### Problems and tasks
**a)** Say whether each statement below agrees with the grief blog post, answering yes or no and quoting the words of the blog post that decide it: (i) The writer was the first female at IM 70.3 Louisville. (ii) Madison was a dog. (iii) The writer lost their dad to cancer at 41 years old.
**b)** Reproduce the part of the grief blog post that begins at the words "And if I only" and stops after "struggling with loss.".

Skip to main content

Feeling empty

It's been 94 days since I said good bye to Campy. As my soul dog and constant companion for over 16 years, I continue to struggle with grief, loss and sadness. And on October 10th, we said good bye to our cat Madison, who had been the mediator of our house for the past 15 years. 

Since Campy's passing, I've had three incredible races. I placed 9th at Norseman XTRI and was the first American female. I was the first female at IM 70.3 Louisville and I was the first amateur female at IM Chattanooga. 

It's crazy to think that I could perform so well despite feeling so empty inside. The truth is that I was avoiding the process of grieving. I was so busy and focused that I didn't have time to fully feel or think about my loss. The warm weather, the races, the travel, the triathlon community  - these amazing distractions allowed me to avoid all of the unpleasant emotions and feelings associated with loss. 


I came across this picture on Facebook and I instantly felt a connection to it. I showed Karel (who is also struggling with the loss of Campy and Madison) and told him that I wake up every morning and feel like this. There's a big piece of myself missing and I'm struggling to find it. 

I've experienced a lot of loss in my life. Losing my dad to cancer when I was 31 years old was extremely difficult. But losing Campy feels so much harder. However, I know that's not the case. It took me several years to work through the emotions with the loss of my dad. I know it will take time with Campy.

When I said good bye to Campy, I lost my soulmate. For over 16 years, we did everything together. And his last year of life required so much more love, attention and energy. I don't know who I am without him. Campy was apart of me. Loss is such a confusing and hard emotion to understand.

Coping with loss is a journey. Like training for an Ironman or extreme triathlon, it requires work. And although the emotions may be the same, no two people will experience grief in the exact same way. And like sport, grieving can be exhausting. 

I miss Campy so much. Learning how to live without his physical presence has been very difficult. 
Despite the heavy weight that I feel, I'm grateful for triathlon because it is a constant in my life. 

Since IM Chattanooga, I'm giving myself a lot of grace with my "exercise" routine since I don't have any more races this season. And because of the loss of some of my favorite mountain roads and trails due to Hurricane Helene, I'm finding it extremely difficult to plan races for 2025. And combine that with the loss of the summer heat and humidity (which I love), I'm also struggling with motivation to train. But I make myself exercise each day because I know I come back feeling better than when I started. Even if it's only a 30 minute run, I need to get myself outside and moving. I use my friends to keep me accountable to showing up to a swim or group ride. 

Grief hurts but it's an emotion that everyone experiences at some point in life. The only way to fully engage with grief is to open ourselves to it. I've been supressing my emotions for several months and my feelings neeed acknowledgment. That is why I wanted to write this blog. Despite the wins, the international travels and amazing adventures, life has been really hard over the past few months.
And if I only share positive content, I am not showing my true authentic self.

Without knowing that other people are going through (or have gone through) the same intensely painful experiences, irrational thoughts and exhausting emotions, we may never feel a sense of hope that we won't always feel this way. I'm learning that finding similarities between my own grief experiences and the experiences of others is important in the uniqueness of my grief journey. 

I hope this blog post helps anyone who is struggling with loss.

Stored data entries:

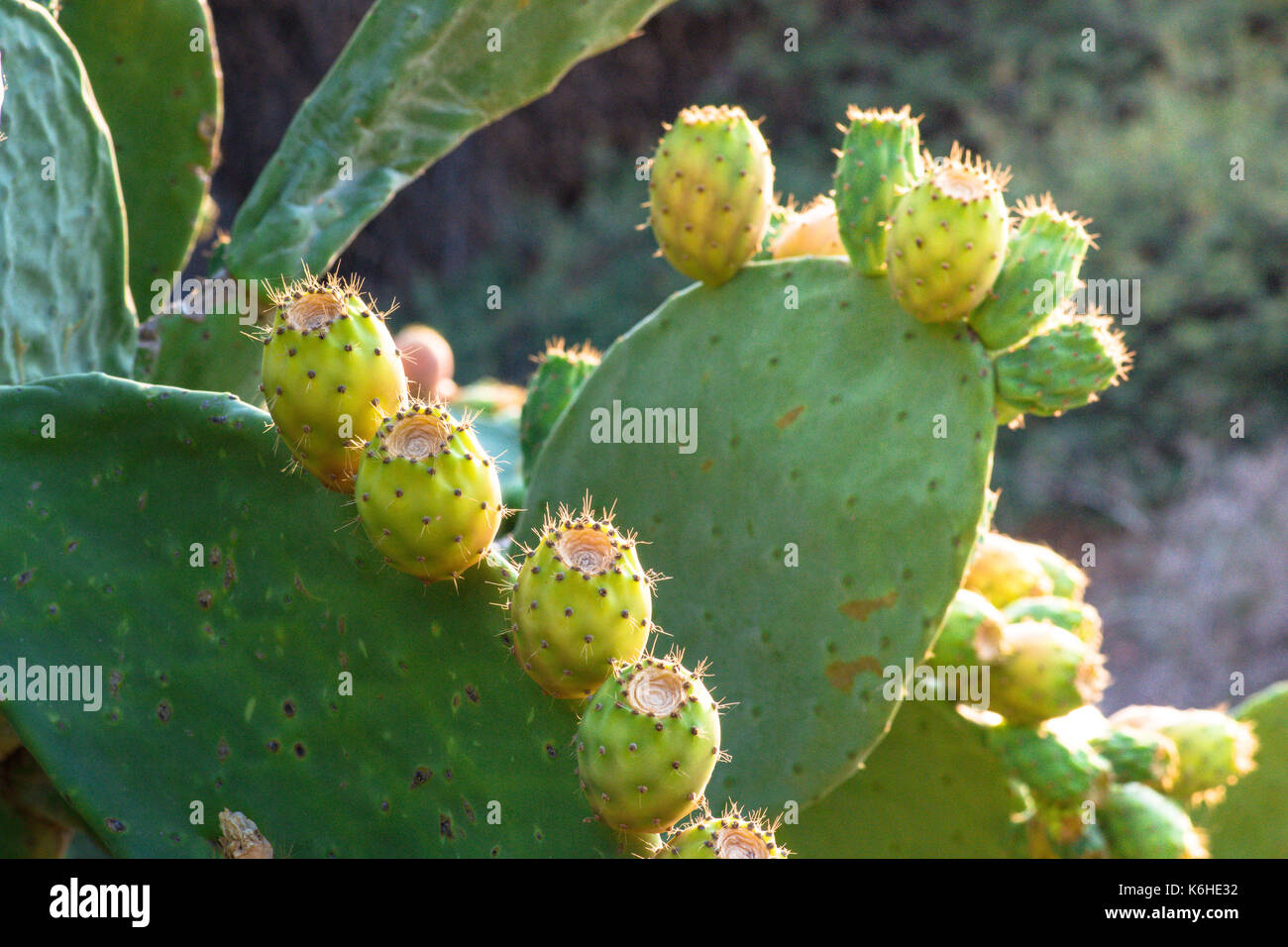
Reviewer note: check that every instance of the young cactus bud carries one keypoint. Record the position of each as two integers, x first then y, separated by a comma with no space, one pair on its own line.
330,373
561,373
1142,823
648,744
1080,617
728,836
1212,749
580,604
1043,257
1041,672
973,625
1138,755
428,493
1055,770
1063,368
1003,571
711,192
881,154
947,237
809,232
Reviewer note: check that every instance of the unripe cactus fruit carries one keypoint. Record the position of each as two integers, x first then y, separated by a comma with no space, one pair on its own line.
809,232
1041,672
1212,749
1043,256
1080,617
1140,822
581,603
1003,571
947,237
428,363
881,154
971,625
728,836
647,745
561,373
1138,755
711,192
428,493
1064,368
330,373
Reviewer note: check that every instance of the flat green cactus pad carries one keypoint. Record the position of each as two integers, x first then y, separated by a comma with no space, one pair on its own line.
1252,819
156,72
223,684
816,526
64,304
930,789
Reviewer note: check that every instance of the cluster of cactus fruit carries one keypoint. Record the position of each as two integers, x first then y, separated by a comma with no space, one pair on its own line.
913,266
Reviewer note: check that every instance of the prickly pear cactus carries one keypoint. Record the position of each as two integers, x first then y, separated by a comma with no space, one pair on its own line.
64,303
156,73
256,655
844,569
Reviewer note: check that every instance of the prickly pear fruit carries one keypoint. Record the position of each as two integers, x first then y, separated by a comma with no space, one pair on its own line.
1055,770
1138,755
881,154
1064,368
428,493
1043,256
561,373
428,363
647,745
330,373
809,232
711,192
947,237
1003,571
1140,822
580,604
728,836
973,624
1212,749
1080,617
1068,579
1041,672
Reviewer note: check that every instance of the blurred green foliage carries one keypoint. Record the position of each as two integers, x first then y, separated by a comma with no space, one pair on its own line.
1138,133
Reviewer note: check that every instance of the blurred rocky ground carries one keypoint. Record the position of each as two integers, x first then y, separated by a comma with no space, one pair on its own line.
1141,132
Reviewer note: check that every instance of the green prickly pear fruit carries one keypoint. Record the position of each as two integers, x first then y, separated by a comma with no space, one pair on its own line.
648,744
711,192
1063,368
1212,749
1041,672
1068,579
581,603
561,373
809,232
728,836
947,237
428,493
1004,571
428,363
1080,617
1043,256
1138,755
1055,770
1140,822
330,375
881,154
971,625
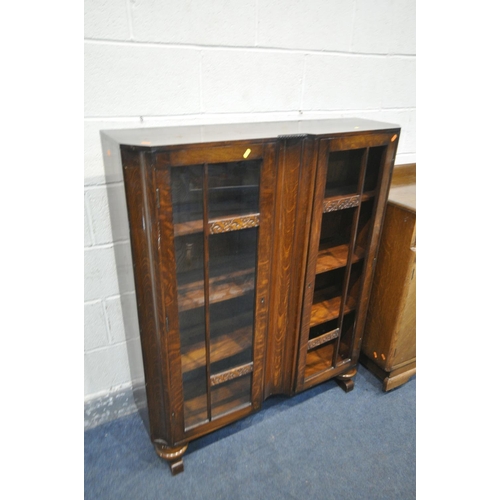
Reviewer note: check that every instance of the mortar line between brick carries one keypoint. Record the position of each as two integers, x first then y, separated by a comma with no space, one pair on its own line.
243,47
240,114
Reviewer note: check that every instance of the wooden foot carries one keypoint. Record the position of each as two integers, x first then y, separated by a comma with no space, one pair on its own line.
346,380
172,455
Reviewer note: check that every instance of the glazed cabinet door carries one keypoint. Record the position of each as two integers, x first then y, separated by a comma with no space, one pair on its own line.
215,239
351,189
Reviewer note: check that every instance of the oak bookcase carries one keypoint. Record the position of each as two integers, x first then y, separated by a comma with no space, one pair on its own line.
253,248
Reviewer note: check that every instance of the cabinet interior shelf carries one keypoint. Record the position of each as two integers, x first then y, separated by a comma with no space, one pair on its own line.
223,287
321,359
343,201
328,309
227,397
222,346
322,339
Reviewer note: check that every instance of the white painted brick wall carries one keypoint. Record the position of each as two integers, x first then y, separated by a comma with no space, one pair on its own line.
156,62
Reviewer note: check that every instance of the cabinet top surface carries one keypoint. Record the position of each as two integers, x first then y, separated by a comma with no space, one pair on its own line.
403,190
193,134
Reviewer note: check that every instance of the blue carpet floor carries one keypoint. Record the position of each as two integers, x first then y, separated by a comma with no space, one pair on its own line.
321,444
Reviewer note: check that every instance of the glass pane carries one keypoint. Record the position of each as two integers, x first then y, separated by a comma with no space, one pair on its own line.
233,188
346,338
343,172
187,203
364,227
231,395
187,199
233,258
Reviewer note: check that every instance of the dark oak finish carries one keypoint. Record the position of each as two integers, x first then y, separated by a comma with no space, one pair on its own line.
389,342
253,249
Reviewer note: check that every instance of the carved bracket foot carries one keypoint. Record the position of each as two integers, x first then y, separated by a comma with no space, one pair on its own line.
172,455
346,380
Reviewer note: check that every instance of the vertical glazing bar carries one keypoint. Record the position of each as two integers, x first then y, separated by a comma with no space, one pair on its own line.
352,244
206,280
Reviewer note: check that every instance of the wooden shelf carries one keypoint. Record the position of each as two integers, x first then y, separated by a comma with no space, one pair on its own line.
225,397
330,258
224,287
221,347
328,309
319,360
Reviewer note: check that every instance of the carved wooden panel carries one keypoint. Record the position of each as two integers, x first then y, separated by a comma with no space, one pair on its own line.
330,205
233,224
230,374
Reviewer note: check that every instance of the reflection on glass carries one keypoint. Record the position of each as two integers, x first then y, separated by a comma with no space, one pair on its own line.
187,203
343,172
233,188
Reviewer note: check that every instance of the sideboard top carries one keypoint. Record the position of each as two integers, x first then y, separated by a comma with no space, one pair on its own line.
193,134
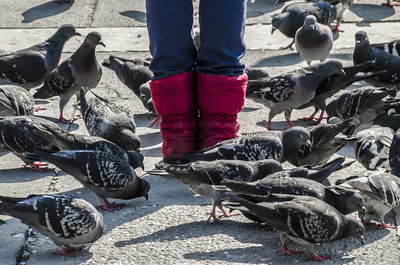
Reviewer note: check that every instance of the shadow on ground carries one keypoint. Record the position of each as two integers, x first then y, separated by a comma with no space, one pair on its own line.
44,10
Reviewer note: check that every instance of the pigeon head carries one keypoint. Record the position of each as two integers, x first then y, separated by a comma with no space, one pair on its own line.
136,159
354,228
361,38
143,189
310,21
93,39
292,139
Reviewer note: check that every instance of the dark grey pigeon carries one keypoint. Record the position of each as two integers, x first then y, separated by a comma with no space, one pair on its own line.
306,221
15,101
64,219
324,144
333,84
313,40
392,47
372,147
101,172
291,90
364,104
394,154
344,200
201,175
381,193
279,145
31,134
110,121
363,52
80,70
29,67
390,118
133,73
293,15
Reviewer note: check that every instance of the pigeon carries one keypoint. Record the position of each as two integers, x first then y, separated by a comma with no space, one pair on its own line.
363,51
364,104
333,84
279,145
64,219
29,67
372,147
313,40
390,118
110,121
394,154
293,15
80,70
32,134
325,142
344,5
15,101
200,175
381,193
291,90
343,199
306,221
104,173
392,47
133,73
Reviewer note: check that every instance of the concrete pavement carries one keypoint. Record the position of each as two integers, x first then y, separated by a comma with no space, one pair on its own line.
170,228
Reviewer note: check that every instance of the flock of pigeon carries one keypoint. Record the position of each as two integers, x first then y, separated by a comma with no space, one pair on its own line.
243,173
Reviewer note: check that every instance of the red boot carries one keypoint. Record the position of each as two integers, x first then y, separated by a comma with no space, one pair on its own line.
220,99
174,101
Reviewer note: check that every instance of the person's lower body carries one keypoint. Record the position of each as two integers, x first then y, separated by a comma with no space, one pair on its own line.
196,114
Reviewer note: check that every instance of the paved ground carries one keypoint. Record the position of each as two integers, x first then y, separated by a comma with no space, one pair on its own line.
170,228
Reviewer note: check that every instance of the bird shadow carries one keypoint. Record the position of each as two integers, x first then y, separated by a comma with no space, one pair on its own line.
135,15
256,8
279,60
150,139
44,10
364,11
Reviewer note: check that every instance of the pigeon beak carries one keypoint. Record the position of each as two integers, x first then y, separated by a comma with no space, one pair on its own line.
361,238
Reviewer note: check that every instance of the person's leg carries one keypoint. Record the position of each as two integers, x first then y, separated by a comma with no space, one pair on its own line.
221,81
172,87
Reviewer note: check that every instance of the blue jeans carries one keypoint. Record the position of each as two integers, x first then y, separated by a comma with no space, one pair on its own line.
222,24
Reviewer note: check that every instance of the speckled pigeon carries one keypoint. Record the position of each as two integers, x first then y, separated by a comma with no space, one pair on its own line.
29,67
104,173
110,121
381,193
80,70
291,90
279,145
372,147
200,175
15,101
133,73
313,40
325,142
364,104
390,118
363,51
292,17
333,84
64,219
344,200
394,154
304,220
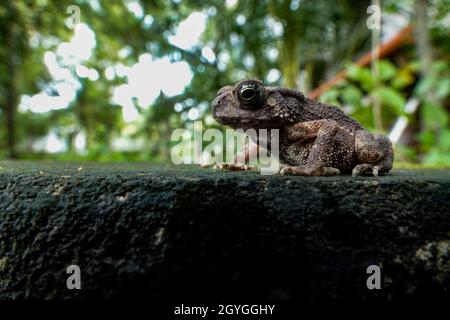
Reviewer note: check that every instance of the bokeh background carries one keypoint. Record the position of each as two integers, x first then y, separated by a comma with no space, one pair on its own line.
114,86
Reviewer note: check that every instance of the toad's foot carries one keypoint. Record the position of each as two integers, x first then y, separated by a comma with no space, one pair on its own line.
365,167
309,171
233,167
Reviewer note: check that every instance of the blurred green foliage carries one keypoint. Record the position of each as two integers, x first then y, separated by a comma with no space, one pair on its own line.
302,43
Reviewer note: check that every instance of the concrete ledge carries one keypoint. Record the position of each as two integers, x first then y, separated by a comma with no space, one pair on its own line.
189,234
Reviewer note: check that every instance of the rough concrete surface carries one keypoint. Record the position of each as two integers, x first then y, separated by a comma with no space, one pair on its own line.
191,234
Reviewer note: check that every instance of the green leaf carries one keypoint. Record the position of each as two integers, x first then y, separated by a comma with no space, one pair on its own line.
391,98
352,95
434,115
403,79
361,75
443,88
387,70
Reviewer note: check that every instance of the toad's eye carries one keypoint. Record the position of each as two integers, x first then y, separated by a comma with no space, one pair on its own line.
250,95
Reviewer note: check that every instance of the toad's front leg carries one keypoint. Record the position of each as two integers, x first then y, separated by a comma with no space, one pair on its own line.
323,132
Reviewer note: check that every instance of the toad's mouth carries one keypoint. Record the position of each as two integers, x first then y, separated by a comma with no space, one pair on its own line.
243,123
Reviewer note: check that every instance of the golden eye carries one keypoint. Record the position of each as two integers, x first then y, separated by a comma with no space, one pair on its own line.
250,94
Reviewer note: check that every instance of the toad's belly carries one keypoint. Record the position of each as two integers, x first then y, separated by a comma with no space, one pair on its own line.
339,154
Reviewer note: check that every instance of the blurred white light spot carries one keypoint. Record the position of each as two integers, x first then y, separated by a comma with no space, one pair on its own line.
193,114
189,31
80,142
136,9
231,3
148,21
275,26
178,107
109,73
240,19
208,53
249,61
273,75
295,4
272,54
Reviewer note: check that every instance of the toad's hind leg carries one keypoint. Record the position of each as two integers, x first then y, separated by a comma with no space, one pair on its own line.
374,152
323,131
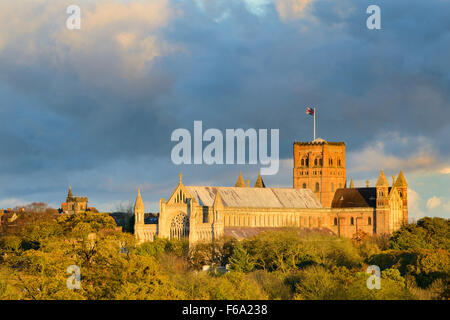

### Numbered responses
**a)**
(i) Yes: "I was the first female at IM 70.3 Louisville"
(ii) No: "we said good bye to our cat Madison"
(iii) No: "Losing my dad to cancer when I was 31 years old was extremely difficult."

**b)**
And if I only share positive content, I am not showing my true authentic self.

Without knowing that other people are going through (or have gone through) the same intensely painful experiences, irrational thoughts and exhausting emotions, we may never feel a sense of hope that we won't always feel this way. I'm learning that finding similarities between my own grief experiences and the experiences of others is important in the uniqueness of my grief journey. 

I hope this blog post helps anyone who is struggling with loss.